**Your instructions**
For this exercise, return the line containing "form: x=157 y=165." and every line after it through the end of the records below, without alteration.

**Provided material**
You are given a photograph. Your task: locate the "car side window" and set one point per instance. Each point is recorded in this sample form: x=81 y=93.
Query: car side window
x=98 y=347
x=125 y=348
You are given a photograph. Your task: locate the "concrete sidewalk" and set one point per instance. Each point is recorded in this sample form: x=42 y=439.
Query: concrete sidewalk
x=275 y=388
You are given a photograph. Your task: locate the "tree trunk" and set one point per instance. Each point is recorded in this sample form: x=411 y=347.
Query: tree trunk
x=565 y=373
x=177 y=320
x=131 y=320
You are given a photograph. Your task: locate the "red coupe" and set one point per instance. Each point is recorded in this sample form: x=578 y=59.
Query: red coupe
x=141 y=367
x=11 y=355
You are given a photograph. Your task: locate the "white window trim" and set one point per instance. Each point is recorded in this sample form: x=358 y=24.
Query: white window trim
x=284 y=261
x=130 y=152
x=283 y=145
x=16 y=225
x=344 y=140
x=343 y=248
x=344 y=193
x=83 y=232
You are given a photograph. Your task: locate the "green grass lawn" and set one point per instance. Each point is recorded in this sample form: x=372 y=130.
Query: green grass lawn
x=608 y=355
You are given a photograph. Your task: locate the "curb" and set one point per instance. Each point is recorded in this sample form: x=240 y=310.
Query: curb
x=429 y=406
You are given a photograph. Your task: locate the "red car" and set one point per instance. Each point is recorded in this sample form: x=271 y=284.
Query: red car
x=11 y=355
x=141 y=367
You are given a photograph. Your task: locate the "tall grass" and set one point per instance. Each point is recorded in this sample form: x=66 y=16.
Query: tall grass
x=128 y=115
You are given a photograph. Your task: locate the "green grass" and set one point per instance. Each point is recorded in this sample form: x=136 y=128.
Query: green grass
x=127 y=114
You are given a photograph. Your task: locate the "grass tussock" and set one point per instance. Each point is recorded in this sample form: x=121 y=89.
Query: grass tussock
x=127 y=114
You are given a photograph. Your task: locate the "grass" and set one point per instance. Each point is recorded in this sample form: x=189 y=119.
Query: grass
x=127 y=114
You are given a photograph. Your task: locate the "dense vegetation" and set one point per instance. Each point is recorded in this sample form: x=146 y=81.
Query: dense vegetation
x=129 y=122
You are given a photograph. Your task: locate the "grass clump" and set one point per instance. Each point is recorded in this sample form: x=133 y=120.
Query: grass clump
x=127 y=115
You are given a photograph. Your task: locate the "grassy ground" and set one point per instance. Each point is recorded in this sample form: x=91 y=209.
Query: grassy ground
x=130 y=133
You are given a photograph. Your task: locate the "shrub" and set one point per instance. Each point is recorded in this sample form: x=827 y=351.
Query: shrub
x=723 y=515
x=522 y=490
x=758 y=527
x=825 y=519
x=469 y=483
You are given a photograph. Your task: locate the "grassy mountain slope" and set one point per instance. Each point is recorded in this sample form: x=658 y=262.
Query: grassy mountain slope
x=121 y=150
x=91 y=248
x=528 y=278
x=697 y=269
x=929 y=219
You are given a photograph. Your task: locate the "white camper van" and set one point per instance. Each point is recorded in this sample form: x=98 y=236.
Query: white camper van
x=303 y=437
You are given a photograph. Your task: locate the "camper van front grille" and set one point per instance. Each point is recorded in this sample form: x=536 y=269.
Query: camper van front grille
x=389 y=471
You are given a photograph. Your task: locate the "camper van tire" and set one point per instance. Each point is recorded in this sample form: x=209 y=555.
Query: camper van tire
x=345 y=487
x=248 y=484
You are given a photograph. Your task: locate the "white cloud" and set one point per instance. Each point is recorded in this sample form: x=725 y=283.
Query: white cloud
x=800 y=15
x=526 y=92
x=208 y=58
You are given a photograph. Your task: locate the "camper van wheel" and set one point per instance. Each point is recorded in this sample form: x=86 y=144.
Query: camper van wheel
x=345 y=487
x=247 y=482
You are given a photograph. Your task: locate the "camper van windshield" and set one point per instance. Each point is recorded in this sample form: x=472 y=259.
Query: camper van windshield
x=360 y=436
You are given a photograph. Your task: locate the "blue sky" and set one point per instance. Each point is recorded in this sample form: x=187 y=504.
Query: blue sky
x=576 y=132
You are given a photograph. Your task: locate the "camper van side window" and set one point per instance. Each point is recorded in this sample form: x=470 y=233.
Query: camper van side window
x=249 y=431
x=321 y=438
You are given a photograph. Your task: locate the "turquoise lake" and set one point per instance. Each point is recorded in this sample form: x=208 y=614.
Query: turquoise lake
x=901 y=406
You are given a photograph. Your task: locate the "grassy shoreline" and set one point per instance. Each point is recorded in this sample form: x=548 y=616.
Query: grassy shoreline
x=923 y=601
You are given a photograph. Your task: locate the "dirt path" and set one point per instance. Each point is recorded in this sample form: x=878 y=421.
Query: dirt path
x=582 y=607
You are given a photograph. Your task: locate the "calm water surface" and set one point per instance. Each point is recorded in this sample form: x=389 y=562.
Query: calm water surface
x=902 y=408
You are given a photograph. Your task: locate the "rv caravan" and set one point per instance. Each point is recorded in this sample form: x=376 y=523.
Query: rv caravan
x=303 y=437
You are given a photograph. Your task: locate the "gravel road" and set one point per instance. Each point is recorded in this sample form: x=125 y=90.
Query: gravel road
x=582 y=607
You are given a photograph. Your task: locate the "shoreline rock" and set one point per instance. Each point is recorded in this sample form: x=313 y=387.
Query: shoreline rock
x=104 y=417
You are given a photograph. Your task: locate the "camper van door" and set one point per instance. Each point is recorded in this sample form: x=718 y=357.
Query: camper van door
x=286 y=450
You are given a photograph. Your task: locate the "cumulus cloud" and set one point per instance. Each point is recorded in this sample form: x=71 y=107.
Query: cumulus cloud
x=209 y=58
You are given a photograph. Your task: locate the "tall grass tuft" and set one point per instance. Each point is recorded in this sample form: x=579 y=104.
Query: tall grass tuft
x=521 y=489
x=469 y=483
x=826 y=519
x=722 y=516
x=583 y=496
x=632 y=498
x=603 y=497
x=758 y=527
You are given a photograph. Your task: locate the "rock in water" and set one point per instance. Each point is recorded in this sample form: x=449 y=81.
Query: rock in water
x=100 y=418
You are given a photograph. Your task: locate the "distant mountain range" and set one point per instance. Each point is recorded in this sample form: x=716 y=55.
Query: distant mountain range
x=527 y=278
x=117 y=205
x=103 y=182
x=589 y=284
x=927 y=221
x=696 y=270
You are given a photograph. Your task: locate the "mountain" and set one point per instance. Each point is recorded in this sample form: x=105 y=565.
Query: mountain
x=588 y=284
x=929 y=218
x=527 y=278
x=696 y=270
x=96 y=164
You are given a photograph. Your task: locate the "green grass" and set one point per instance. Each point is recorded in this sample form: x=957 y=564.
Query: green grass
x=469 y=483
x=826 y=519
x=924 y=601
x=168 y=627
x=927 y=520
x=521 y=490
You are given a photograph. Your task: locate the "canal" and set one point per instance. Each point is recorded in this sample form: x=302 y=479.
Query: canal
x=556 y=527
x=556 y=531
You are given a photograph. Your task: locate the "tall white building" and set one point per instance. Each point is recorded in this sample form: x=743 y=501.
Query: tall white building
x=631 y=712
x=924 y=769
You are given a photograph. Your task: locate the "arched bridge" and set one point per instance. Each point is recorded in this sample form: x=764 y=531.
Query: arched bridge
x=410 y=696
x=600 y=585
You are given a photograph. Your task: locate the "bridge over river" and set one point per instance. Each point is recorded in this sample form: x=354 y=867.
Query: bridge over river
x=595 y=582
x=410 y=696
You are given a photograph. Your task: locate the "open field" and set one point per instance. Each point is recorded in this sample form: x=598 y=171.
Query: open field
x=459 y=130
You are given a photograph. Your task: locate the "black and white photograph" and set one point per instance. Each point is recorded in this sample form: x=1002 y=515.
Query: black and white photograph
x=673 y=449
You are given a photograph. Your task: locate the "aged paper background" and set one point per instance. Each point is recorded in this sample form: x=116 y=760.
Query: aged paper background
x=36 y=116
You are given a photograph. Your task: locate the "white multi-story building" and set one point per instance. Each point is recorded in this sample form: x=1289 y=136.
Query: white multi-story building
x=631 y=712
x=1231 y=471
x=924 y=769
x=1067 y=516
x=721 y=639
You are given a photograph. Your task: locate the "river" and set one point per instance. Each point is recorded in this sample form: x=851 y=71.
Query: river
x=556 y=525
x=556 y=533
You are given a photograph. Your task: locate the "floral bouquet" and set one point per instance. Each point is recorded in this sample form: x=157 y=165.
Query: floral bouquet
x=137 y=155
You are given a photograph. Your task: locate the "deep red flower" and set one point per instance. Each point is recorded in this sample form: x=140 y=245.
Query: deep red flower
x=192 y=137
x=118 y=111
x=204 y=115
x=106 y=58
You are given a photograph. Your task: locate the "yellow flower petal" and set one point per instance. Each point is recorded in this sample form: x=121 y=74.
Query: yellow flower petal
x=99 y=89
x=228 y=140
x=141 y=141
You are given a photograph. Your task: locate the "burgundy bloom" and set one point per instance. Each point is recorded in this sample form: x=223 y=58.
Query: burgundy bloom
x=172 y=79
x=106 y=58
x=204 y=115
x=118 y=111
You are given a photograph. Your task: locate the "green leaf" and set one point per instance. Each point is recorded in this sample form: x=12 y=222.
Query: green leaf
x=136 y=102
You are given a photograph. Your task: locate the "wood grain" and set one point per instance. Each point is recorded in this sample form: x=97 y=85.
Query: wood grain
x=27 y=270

**Exercise result**
You are given a photograph. Your task: locate the "floral bouquet" and set one point per instance. Each point is recorded in this sample form: x=157 y=165.
Query: floral bouquet
x=137 y=155
You are given a photograph. Your task: locate the "deep red flower" and set one point per instance. Each point is recorded in this sample form: x=140 y=245.
Query: deep red flower
x=192 y=137
x=118 y=111
x=204 y=115
x=106 y=58
You are given a photograph. Your task: locate the "yellow flower petal" and set one point per instance. Each point is recorded in this sample form: x=121 y=74.
Query: yellow flower petal
x=99 y=89
x=228 y=140
x=141 y=141
You are given a photograph. Your task: locate the "burgundy bloom" and set one point per instance. Each point is recorded in this sample form: x=223 y=58.
Query: burgundy bloom
x=172 y=79
x=106 y=58
x=204 y=115
x=118 y=111
You are given a photograph. Your task: locate the "green leaf" and set one point per instance. Each point is recorded in this sample form: x=12 y=222.
Query: green leaf
x=136 y=102
You are given a photograph. Your task: locate the "wood grain" and set one point per instance. Each point is recorded in this sample form: x=97 y=85.
Query: wood grain
x=27 y=270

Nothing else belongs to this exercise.